What to do:
**A)** In the Lewis Trilogy article, rewrite the passage between "An epic experience" and "may find it.", inclusive, with "Sunday" changed to "Saturday".
**B)** Answer these questions using the Lewis Trilogy article:
(i) Which theater did Griffin Theatre Company farewell with this production?
(ii) Who associate directed the Trilogy?
(iii) In what year did Nowra return to writing for the stage with This Much is True?

Text segment:
The Lewis Trilogy has been awarded the Critics' Choice Award for Best Play of 2024 in Time Out Sydney’s inaugural Arts & Culture Awards.
Griffin Theatre Company took a big swing when deciding on a production to farewell their legendary home, The SBW Stables Theatre in Kings Cross (it's currently closed down for a major renovation), and it paid off. A fitting send-off for the home of Aussie writing, The Lewis Trilogy was a loaded triple-bill (more than five hours of theatre in total!) spotlighting the work of legendary playwright Louis Nowra, which opened in February 2024.
An epic experience that could be attempted over multiple evenings or an entire Sunday, this nostalgic and immense production was as much a love letter to Nowra's writing as it is to the spirit of Kings Cross, to Aussie theatre, and to community, wherever we may find it.
The Trilogy was a collaboration between Griffin’s Artistic Director Declan Greene and Louis Nowra himself, associate directed by Daley Rangi (Takatāpui). It brought together Nowra’s two hit 1992 works Summer of the Aliens and Così, and his 2017 return to writing for the stage, This Much is True. The first follows Lewis as a young teenager chasing UFOs on the housing commission, and the second shows us a post-university Lewis directing Così fan tutte at a psychiatric hospital. The third brings us to Woolloomooloo, drinking wine with a drag queen, a meth cooker, a jack-of-all-trades, and other misfits who regularly visit a place like “the Rising Sun Hotel” (aka the Old Fitz, that grand pub with a theatre underneath it, just around the corner from the Stables). The plays could be about Lewis, or Louis, but they aren’t – the true stars are found in the community of vibrant weirdos that surrounds him in each tale, as he moves further and further into the background, observing.
In our reviewer’s words: “You could be between divorces, searching for UFOs, living in a room full of mentally ill people, aspiring to be bigger, aspiring to be smaller – and the magic of The Lewis Trilogy is that there’s a way to find yourself somewhere in the expanse of it all.”

Information shown:
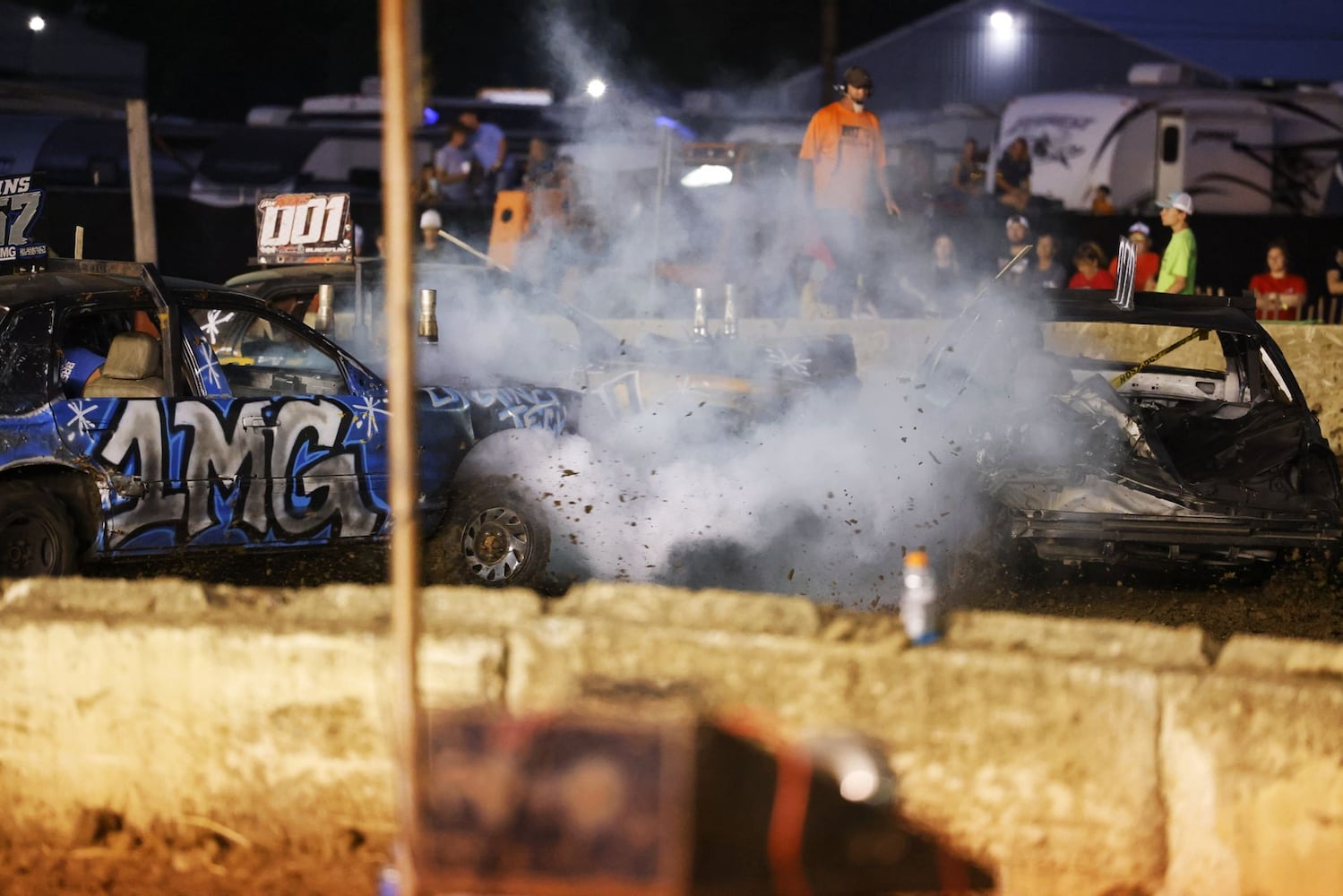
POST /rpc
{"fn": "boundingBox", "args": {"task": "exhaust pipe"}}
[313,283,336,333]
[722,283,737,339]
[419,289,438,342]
...
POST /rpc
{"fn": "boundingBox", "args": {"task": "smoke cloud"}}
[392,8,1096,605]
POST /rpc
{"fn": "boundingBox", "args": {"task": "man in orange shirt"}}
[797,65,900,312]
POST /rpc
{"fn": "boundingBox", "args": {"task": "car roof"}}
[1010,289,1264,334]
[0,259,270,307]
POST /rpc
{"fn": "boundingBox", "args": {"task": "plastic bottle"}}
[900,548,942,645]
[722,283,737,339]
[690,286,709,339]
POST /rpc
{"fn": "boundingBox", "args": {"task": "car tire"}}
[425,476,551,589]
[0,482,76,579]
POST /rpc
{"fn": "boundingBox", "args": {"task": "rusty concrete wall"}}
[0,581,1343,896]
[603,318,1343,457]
---
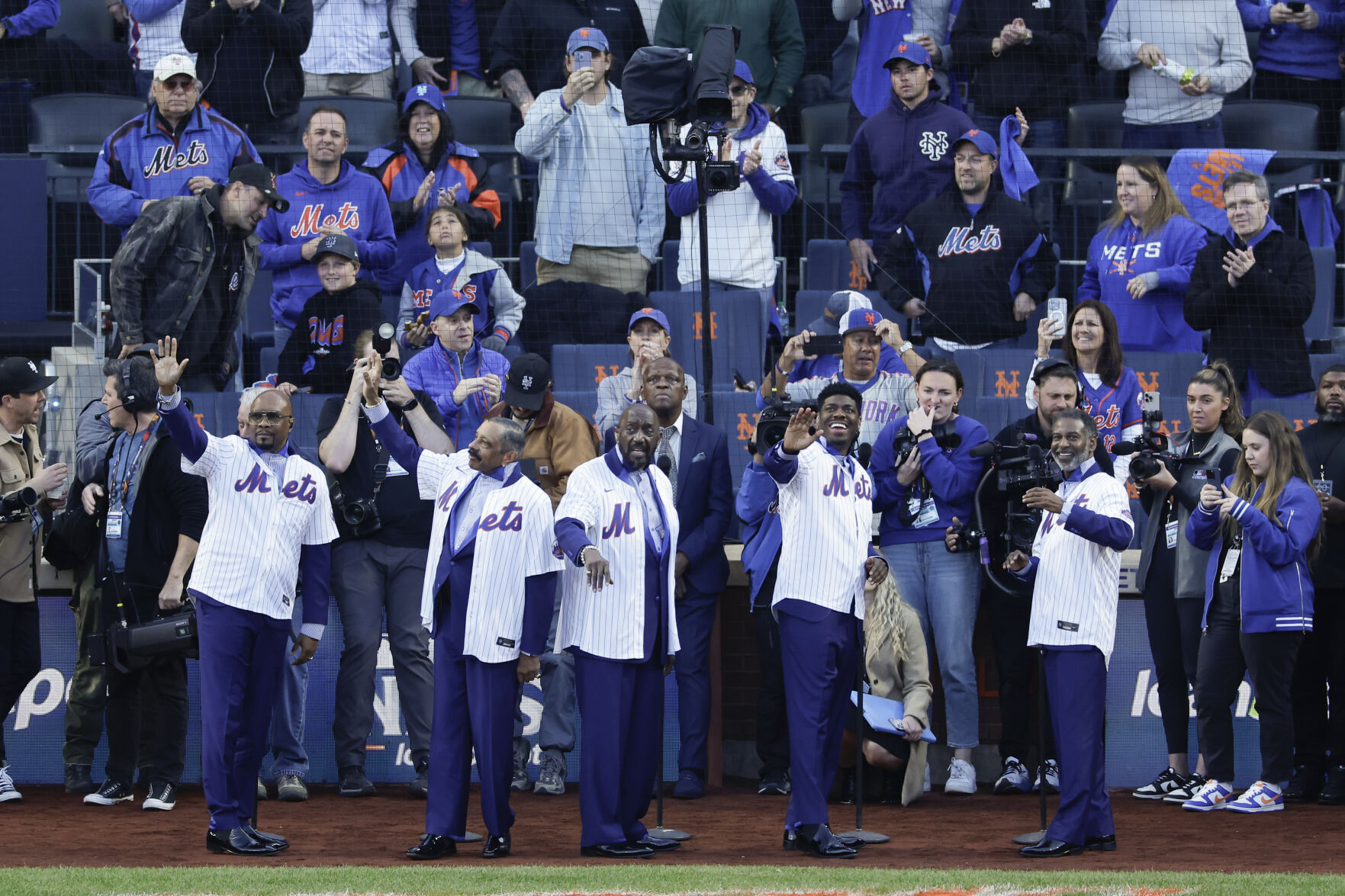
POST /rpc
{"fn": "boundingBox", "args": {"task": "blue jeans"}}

Completed exercise:
**A)**
An epic experience that could be attempted over multiple evenings or an entire Saturday, this nostalgic and immense production was as much a love letter to Nowra's writing as it is to the spirit of Kings Cross, to Aussie theatre, and to community, wherever we may find it.

**B)**
(i) The SBW Stables Theatre in Kings Cross
(ii) Daley Rangi (Takatāpui)
(iii) 2017